Information supplied –
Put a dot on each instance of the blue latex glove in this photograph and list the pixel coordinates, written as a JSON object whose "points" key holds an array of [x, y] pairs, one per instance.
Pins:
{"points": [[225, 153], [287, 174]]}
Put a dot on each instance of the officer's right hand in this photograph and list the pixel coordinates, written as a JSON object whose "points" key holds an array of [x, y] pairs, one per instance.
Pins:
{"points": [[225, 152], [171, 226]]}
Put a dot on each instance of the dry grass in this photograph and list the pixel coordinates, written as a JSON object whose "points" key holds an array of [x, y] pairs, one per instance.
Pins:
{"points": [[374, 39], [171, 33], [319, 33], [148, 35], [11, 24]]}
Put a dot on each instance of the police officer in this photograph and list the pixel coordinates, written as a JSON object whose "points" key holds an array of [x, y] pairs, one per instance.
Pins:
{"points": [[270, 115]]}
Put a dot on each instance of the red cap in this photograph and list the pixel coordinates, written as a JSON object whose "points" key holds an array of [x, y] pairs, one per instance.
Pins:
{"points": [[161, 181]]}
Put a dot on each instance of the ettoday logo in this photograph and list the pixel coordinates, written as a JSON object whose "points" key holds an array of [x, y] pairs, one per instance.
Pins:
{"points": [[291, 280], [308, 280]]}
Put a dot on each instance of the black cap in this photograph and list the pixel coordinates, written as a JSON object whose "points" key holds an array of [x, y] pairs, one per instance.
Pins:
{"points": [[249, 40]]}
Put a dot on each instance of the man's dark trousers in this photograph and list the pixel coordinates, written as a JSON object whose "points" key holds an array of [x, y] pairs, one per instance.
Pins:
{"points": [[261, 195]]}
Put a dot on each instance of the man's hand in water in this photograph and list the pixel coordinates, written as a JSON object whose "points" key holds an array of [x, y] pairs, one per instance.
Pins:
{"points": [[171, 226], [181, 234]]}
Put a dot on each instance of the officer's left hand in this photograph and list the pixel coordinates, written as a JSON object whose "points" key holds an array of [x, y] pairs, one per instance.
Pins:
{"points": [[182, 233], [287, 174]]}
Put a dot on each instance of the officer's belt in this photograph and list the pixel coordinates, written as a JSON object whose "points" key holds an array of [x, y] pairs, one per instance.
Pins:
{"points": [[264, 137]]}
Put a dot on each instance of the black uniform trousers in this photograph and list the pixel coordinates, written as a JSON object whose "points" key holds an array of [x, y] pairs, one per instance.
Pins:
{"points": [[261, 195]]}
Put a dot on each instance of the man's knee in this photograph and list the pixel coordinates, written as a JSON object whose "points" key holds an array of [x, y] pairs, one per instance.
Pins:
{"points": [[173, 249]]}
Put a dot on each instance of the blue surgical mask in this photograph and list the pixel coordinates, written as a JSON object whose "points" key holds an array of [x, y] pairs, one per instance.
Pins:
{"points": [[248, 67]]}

What to work on – Arrange every line of the entries above as a numbered list, leaving out blank lines.

Full solution –
1. Put a dot on each instance of the blue latex glove in this photograph and list the pixel coordinates, written as a JSON object whose "points" key holds an array of [x, y] pairs, one per instance.
2. Pins:
3. {"points": [[225, 153], [287, 174]]}
4. Put a dot on each instance of the officer's right hand in this photograph and list the pixel coordinates, written as a JSON object whose "points" key holds an array of [x, y] pairs, one per instance.
5. Pins:
6. {"points": [[225, 152], [171, 226]]}
7. Put a dot on each instance of the dry grass in this photograph and list the pixel coordinates, written as a JSON object whose "points" key holds an array of [x, y] pairs, one per instance.
8. Pins:
9. {"points": [[374, 39], [171, 33], [319, 33], [148, 35], [11, 24]]}
10. Put a dot on each instance of the police officer in this photograph and list the pixel coordinates, written as a JSON object whose "points" key holds an array of [x, y] pairs, one per instance.
11. Pins:
12. {"points": [[270, 115]]}
13. Put a dot on each instance of the red cap in this photograph and list the pixel coordinates, written as a JSON object whose "points" key holds an array of [x, y] pairs, one per instance.
14. Pins:
15. {"points": [[161, 181]]}
16. Put a dot on each instance of the ettoday logo in this photograph and list the pixel coordinates, written as a JSON object whose "points" key holds an array of [x, y] pairs, one per instance.
17. Pins:
18. {"points": [[291, 280], [308, 280]]}
19. Put a dot on each instance of the black cap in this photograph and list the pixel coordinates, written as a JSON object whose "points" key holds an array of [x, y] pairs, one per instance.
20. Pins:
21. {"points": [[249, 40]]}
22. Put a dot on each instance of the man's dark trousers in this photograph and list the pixel coordinates, written as a JSON object whose "points" key holds an array of [x, y] pairs, one per instance.
23. Pins:
24. {"points": [[261, 195]]}
25. Put a dot on each instance of the man's hand in water in this photograph and list the pixel coordinates, written as a JSON object whose "points" key holds an array of [x, y] pairs, one per instance.
26. Pins:
27. {"points": [[171, 226], [181, 234]]}
28. Put a dot on each instance of the officer's left hand in this photograph and list the pixel coordinates, written as a JSON object whose "points" key holds an array of [x, y] pairs, one per instance.
29. Pins:
30. {"points": [[182, 233], [287, 174]]}
31. Put a dot on each instance of the officer's belt in this photograph and list the pixel coordinates, written as a JSON object whose "points" key holds an array of [x, y] pairs, one per instance.
32. Pins:
33. {"points": [[264, 137]]}
34. Put a dot on each instance of the black uniform trousers in this photograph and list the pixel coordinates, written as a JSON object whose "points" key holds an array of [x, y] pairs, one per instance.
35. Pins:
36. {"points": [[261, 195]]}
37. Put a dot on each instance of the man's knee in this photograph and list the pixel coordinates, written as a JSON object whose "points" key holds an array of [x, y] pairs, one per instance.
38. Pins:
39. {"points": [[173, 249]]}
40. Put a dot on each instance of the blue surgical mask in this photograph and list the pixel coordinates, written as a JSON object whose "points" key holds an array of [x, y] pairs, one per instance.
41. Pins:
42. {"points": [[248, 67]]}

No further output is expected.